→ **Exercise passage**

In recent YAMs, I have read of Yale’s commendable efforts to improve the sciences (“At Home With Science,” May) and to review the entire curriculum (“A Fresh Look at the College,” April). I thought I might add a personal retrospective.

In my days at Yale, I spent a good deal of time up on Science Hill as a science major. However, what I feel was distinctive about Yale was the strength and overriding emphasis on the liberal arts and humanities. Looking back, I think that’s what made my four years at Yale an education.

Late in my senior year, one of my professors asked what I’d be doing after Yale. I proudly told him of the very good medical school to which I’d be going. His face fell, and he commented, “It’s a shame to leave a great university like this to go off to a trade school!” I later felt there was some truth to what that professor said (despite the obvious bias).

→ **Material shown**
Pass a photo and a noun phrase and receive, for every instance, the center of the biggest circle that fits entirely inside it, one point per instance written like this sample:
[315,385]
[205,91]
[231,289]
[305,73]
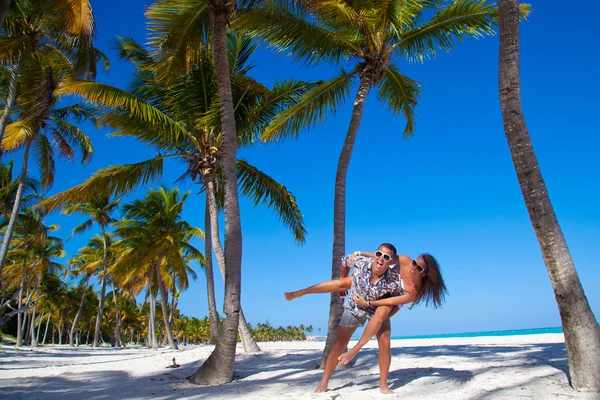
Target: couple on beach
[377,291]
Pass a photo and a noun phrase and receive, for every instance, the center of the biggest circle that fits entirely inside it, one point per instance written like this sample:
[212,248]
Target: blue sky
[450,190]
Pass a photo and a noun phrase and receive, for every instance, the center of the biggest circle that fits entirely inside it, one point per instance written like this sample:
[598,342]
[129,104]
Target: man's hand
[360,301]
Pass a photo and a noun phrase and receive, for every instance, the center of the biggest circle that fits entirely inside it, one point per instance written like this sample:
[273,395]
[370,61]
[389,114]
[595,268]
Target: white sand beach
[509,367]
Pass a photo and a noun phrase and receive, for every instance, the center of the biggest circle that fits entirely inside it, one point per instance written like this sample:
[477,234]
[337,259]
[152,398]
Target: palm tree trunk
[20,315]
[32,324]
[163,303]
[250,345]
[117,319]
[102,292]
[10,229]
[582,334]
[12,87]
[60,329]
[4,6]
[37,336]
[154,342]
[79,310]
[218,368]
[339,210]
[47,324]
[210,281]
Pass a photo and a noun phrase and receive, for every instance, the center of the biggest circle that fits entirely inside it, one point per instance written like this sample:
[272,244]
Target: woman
[420,279]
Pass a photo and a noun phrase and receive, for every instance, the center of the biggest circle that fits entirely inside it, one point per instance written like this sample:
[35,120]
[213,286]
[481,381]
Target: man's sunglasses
[418,267]
[385,256]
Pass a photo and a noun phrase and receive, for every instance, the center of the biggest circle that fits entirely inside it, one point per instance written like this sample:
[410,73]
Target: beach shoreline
[520,367]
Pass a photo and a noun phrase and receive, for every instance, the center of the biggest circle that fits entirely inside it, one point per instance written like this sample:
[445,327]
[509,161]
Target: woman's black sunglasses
[418,267]
[386,257]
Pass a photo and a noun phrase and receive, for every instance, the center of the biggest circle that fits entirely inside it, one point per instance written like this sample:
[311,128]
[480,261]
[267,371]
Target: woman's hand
[360,301]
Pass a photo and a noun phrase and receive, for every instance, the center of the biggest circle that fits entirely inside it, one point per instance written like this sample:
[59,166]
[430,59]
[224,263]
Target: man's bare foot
[348,356]
[385,390]
[292,295]
[321,389]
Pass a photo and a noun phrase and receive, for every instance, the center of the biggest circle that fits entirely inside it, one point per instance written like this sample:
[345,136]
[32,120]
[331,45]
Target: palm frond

→ **Work instructions**
a: Decide whether each statement agrees with the letter. For each, answer yes or no and quote the words of the letter that settle it. (i) The writer majored in science at Yale. (ii) The professor looked pleased on hearing the writer's plans for medical school. (iii) The writer regarded Yale's science programs as its distinctive feature.
b: Repeat word for word the part of the letter that opens with the words containing "In recent YAMs, I" and closes with "a personal retrospective.".
c: According to the letter, what made the writer's four years at Yale an education? Answer in one to three sentences.

→ **Exercise answers**
a:
(i) Yes: "I spent a good deal of time up on Science Hill as a science major."
(ii) No: "His face fell"
(iii) No: "what I feel was distinctive about Yale was the strength and overriding emphasis on the liberal arts and humanities."

b:
In recent YAMs, I have read of Yale’s commendable efforts to improve the sciences (“At Home With Science,” May) and to review the entire curriculum (“A Fresh Look at the College,” April). I thought I might add a personal retrospective.

c: Yale's strength in the liberal arts and humanities, and its overriding emphasis on them, made those years an education. The writer names this as what was distinctive about Yale, even though the writer was a science major.